REQUIRED WORK:
A – In the cardio discussion below, what book did the first comment's writer come across?
B – Could you carry the cardio discussion below forward from its last line?

Why does cardio improve my mental health much more than weight lifting?

Why does cardio improve my mental health much more than weight lifting?


If i do a few months of weight lifting it doesn’t really help with my mental health at all but a few months of cardio can have a pretty drastic effect. Why is this? Could it be that when i am weight lifting i tend to eat a bit more food and i gain a bit of body fat which in return boosts my cortisol levels whereas when i do cardio i tend to cut body fat and become leaner which reduces my cortisol levels?

5 thoughts on “Why does cardio improve my mental health much more than weight lifting?

  1. After 20 years of running almost daily, thinking I was some kind of addict because of the alert, yet calm and happy mood it gave me, I stumbled upon a book called “Spark: The Revolutionary New Science of Exercise and the Brain” by John Ratey. It’s an easy read and gives some insight to your mood after cardio.

  2. The levels of chemicals in the brain, such as serotonin, stress hormones and endorphins, change when you exercise. Regular exercise can help you sleep better. And good sleep helps you manage your mood. Exercise can improve your sense of control, coping ability and self-esteem.

  3. Studies on mice and humans indicate that cardiovascular exercise creates new brain cells—a process called neurogenesis—and improve overall brain performance. It also prevents cognitive decline and memory loss by strengthening the hippocampus, the part of the brain responsible for memory and learning.

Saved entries
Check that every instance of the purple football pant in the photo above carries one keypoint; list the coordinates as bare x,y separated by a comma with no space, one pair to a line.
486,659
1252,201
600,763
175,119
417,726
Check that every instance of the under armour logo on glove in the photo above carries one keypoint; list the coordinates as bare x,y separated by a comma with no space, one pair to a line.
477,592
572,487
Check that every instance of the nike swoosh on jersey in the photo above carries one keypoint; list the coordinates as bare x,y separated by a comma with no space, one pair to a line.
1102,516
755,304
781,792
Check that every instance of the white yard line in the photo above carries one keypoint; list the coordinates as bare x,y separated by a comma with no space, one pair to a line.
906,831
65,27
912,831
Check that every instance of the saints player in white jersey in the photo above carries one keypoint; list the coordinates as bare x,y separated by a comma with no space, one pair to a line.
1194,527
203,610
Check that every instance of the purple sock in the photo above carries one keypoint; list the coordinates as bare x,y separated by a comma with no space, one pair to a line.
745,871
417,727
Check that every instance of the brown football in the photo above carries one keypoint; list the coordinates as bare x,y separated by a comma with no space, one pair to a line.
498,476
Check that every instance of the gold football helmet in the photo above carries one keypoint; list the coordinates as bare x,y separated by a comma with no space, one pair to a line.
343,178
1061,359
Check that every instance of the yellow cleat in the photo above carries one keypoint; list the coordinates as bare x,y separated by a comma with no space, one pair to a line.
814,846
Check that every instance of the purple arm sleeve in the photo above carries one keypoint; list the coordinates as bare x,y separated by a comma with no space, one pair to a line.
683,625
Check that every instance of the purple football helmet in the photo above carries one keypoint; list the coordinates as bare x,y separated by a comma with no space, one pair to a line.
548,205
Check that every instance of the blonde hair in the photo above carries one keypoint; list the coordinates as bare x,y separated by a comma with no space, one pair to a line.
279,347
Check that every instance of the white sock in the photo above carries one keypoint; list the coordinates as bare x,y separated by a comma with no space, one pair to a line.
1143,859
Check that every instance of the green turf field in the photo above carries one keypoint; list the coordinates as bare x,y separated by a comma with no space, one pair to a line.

YOUR RESPONSES:
A – "Spark: The Revolutionary New Science of Exercise and the Brain" by John Ratey.

B –
  4. It was the main thing that helped with my severe depression years ago. After finishing an intense workout, my mood was definitely improved. I felt I had more control over my life. I was getting stronger, and slowly feeling better, week after week, month after month.

    I used in home workouts with simple dumbbells, resistance bands, a step, and body-weight exercises. I had videos, and created my own routines as well. I also did cardio workouts.

    I shudder to think of where I would be now, if I hadn’t started weight training all those years ago.

  5. Any kind of exercise, whether it’s cardio or weightlifting release endorphins throughout your brain and nervous system. Once released, they activate opiate receptors in the body, making you feel good.

    In addition, weightlifting and other forms of exercise can take your mind off other things, causing you to focus on the weightlifting itself. A lot of folks I know use weightlifting as a way to help with anxiety and/or frustration and anger.

    Lastly, weightlifting and exercise can cause you to feel a sense of accomplishment, like getting yourself healthy or losing some extra pounds, thus creating a positive body image.